(EXTRACTED TEXT)
▶

US capitolRich Pottorff, Doane chief economist & Washington analyst

Negotiators claim to be very close to a final framework, but some issues remain challenging.

Other farm bill issues are also still under negotiation. One of those issues is payment limits. Both the House and Senate passed proposals including language capping the amount of money individual farmers could receive, but it is not clear that those limits will be in the final bill – assuming we eventually get a final bill!

The King amendment that would prevent California from blocking imports of eggs that were not produced according to that state’s regulations is still unresolved, as is the final determination about catfish inspections.

There are plenty of reasons for Congress to pass a new farm bill.

One is that Brazil is again threatening to impose retaliatory tariffs on about 100 U.S. products with values of up to $850 million if cotton polices aren’t changed to bring them into compliance with WTO rulings. Brazil has postponed imposition of these tariffs in recent years with the understanding that Congress would bring U.S. policies into compliance. But they’re getting impatient.

The House has approved the $1.012 trillion spending bill for fiscal 2014 and the Senate is expected to act on it before the end of the week.

The continuing resolution expired at the end of the day Wednesday, but Congress passed a 3-day bill to give the Senate time to vote on the new bill.

The bill for this fiscal year includes $20.9 billion in discretionary funding for the Agriculture Department. This is an increase of $350 million over the funding level for fiscal 2013. The bill also includes $8.2 billion for the EPA, up $299 million from the 2013 level.

◀

(DATA SEGMENT)
▶

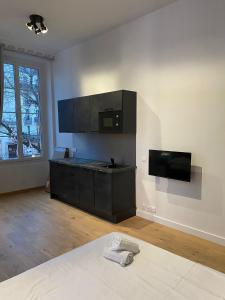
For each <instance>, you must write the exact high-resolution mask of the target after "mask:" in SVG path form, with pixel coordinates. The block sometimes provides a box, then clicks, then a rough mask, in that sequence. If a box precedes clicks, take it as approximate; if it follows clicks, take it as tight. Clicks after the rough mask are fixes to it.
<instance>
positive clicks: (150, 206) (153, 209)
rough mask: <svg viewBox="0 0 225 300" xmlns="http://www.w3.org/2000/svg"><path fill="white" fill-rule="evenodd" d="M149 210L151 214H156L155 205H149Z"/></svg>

◀

(WHAT YOU WILL DO)
**1.** According to the farm bill update, how much discretionary funding does the fiscal 2014 spending bill provide for the Agriculture Department?
**2.** Decide whether each statement agrees with the farm bill update, answering yes or no and quoting the words that settle it.
(a) Both the House and Senate passed proposals that would cap payments to individual farmers.
(b) The Senate has already approved the $1.012 trillion spending bill for fiscal 2014.
(c) The bill sets EPA funding below its 2013 level.
**3.** Pick up the farm bill update after its last sentence and carry it forward.

(SOLVED TASKS)
**1.** $20.9 billion.

**2.**
(a) Yes: "Both the House and Senate passed proposals including language capping the amount of money individual farmers could receive"
(b) No: "the Senate is expected to act on it before the end of the week"
(c) No: "$8.2 billion for the EPA, up $299 million from the 2013 level"

**3.**
Congress added language to the omnibus spending bill that makes it clear the Occupational Safety and Health Administration (OSHA) does not have the authority to regulate farms with fewer than 10 employees. Since 2011, OSHA has been inspecting grain bins on small farms and the agency says these inspections saved lives. But critics successfully argued regulatory overkill. Example: A farm in Nebraska faced fines totaling $132,000 after OSHA inspected the grain bins!

Other news from Washington:

  • The U.S. has notified the World Trade Organization that it spent $4.7 billion on amber box (trade-distorting) farm subsidies in 2011, 13 percent more than in 2010 but still well under the $19.1 billion cap on U.S. amber box subsidies under WTO rules. The breakout: Subsidies for dairy accounted for $3.2 billion; subsidies for sugar totaled $1.4 billion in the form of market price support. The U.S. spent $125 billion on green box (non-trade distorting) subsidies in 2011 – with most of that going to the food stamp program.
  • What Congress does with the Country of Origin Labeling issue also has potential international trade implications. President Obama will attend a NAFTA summit in February and the COOL issue will be high on the agenda. Governments in Canada and Mexico are criticizing the rules that USDA put in place last fall and the future of the COOL regulations are part of the ongoing farm bill debate in Congress. If the rules aren’t changed they will almost certainly be challenged at the WTO.